Items drawn from a data source
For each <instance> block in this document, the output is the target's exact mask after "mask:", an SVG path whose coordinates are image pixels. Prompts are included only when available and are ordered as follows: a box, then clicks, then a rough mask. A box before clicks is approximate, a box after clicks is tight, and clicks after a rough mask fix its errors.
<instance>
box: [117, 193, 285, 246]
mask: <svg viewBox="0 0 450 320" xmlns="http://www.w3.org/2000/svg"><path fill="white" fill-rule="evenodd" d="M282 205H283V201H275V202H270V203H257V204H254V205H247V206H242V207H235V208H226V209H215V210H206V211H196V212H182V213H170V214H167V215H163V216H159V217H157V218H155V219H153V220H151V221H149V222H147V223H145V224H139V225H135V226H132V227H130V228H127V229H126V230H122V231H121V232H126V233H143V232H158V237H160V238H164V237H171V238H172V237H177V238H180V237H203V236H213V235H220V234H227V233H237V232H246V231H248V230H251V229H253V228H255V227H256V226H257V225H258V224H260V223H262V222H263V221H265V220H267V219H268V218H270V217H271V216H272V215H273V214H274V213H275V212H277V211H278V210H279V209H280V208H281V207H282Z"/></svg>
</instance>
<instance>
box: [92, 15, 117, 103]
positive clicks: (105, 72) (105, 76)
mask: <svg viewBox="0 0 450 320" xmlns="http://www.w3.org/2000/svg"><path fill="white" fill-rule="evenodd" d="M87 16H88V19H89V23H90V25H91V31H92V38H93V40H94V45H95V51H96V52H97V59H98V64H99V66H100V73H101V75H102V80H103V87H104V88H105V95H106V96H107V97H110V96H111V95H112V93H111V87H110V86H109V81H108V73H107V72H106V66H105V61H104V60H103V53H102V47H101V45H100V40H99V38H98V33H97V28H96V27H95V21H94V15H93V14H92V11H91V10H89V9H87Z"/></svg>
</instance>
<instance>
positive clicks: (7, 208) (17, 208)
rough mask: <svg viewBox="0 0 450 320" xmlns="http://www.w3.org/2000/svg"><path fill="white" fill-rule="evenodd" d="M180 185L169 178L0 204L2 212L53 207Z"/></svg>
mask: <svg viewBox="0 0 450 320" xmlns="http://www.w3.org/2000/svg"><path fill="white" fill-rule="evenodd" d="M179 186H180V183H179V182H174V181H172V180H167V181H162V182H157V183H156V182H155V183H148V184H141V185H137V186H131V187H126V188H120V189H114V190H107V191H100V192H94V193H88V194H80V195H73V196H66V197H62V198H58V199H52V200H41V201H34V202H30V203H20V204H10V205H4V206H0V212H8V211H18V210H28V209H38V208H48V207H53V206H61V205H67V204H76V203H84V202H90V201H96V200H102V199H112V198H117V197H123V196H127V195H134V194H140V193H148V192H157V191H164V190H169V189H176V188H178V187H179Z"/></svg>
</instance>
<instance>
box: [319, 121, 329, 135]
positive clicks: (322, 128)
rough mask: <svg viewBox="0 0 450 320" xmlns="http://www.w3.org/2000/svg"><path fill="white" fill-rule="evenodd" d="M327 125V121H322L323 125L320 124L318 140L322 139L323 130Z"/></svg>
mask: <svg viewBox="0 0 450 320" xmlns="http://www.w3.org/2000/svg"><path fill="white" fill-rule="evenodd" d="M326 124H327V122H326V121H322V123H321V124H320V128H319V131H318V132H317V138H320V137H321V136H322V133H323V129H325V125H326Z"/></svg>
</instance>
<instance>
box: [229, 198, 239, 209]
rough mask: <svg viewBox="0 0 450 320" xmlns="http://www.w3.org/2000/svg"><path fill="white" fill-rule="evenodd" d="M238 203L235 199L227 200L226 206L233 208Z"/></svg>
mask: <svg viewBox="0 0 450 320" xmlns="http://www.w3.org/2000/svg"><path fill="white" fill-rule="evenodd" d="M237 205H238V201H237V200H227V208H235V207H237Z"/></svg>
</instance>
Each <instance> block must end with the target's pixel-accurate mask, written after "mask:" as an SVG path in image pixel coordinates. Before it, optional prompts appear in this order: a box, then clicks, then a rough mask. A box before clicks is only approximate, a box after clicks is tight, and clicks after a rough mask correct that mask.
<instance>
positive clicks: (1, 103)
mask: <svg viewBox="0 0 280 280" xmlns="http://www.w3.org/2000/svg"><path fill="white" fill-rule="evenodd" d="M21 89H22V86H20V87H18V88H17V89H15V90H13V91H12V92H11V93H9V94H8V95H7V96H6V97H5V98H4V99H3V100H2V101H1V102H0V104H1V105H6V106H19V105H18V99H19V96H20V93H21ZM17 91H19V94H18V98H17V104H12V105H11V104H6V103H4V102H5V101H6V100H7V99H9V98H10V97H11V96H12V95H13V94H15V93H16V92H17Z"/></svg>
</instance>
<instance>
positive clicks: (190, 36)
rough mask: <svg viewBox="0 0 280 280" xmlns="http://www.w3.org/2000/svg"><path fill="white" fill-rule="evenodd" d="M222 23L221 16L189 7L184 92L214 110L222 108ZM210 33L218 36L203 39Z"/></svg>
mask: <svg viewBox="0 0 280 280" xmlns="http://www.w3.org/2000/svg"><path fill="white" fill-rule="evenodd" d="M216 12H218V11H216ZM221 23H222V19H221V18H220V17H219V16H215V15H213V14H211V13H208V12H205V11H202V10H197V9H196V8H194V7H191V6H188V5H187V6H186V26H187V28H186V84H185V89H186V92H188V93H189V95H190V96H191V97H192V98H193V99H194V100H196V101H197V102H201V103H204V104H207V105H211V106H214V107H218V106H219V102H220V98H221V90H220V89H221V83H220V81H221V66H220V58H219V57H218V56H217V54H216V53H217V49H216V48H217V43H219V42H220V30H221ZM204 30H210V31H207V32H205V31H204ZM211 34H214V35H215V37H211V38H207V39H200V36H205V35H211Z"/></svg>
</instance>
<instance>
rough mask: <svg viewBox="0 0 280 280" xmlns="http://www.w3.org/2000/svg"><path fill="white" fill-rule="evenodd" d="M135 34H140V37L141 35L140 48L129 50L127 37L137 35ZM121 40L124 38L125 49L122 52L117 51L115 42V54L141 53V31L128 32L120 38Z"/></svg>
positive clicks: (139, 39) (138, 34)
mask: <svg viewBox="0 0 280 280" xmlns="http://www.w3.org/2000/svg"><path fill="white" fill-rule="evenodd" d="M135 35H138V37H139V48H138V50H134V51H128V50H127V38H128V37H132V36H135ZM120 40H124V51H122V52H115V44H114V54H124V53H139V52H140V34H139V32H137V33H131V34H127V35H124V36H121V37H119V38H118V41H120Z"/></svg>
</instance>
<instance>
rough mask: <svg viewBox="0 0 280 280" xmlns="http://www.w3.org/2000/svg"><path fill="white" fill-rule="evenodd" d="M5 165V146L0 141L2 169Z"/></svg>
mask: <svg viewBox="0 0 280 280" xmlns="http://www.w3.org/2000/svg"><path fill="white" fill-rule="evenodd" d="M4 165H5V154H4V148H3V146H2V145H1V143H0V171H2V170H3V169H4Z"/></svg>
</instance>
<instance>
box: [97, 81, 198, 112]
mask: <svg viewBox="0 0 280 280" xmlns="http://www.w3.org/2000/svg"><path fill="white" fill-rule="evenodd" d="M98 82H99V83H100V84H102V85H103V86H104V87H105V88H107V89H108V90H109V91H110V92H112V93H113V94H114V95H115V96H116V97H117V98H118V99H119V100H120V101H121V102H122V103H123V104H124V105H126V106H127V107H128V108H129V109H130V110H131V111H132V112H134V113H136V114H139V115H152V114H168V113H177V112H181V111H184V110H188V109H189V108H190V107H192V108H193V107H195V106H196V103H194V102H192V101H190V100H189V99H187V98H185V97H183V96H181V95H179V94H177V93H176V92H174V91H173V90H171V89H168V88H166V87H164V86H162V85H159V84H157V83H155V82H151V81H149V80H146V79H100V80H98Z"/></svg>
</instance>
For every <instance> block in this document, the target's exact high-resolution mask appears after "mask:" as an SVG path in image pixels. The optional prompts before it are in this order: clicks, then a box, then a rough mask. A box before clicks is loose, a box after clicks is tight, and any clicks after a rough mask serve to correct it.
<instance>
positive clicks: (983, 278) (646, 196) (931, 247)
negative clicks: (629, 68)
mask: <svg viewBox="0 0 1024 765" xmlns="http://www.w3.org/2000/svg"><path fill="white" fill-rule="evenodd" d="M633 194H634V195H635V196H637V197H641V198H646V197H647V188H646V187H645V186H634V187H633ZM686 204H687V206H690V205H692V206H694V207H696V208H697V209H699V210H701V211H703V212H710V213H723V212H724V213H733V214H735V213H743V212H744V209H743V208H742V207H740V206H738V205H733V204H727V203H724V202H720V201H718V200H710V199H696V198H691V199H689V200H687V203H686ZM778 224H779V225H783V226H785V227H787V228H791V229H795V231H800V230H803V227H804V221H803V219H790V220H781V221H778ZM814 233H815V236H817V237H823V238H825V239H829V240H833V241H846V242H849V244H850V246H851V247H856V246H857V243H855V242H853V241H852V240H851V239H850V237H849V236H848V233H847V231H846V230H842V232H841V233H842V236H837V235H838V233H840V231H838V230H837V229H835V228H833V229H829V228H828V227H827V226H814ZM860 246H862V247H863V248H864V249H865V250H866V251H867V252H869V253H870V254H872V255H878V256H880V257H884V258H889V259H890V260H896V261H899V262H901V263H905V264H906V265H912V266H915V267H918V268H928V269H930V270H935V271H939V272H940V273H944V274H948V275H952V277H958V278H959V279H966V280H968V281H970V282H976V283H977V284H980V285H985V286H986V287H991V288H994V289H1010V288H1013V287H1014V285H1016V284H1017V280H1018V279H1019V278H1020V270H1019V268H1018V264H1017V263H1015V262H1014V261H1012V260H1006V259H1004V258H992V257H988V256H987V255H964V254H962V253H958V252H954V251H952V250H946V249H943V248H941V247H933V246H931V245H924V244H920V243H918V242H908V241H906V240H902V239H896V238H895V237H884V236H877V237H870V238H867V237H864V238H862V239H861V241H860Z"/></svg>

● Exercise instructions: Count the lines in the records above that contain the string "coordinates" with matching case, and reply with only the number.

● Answer box: 2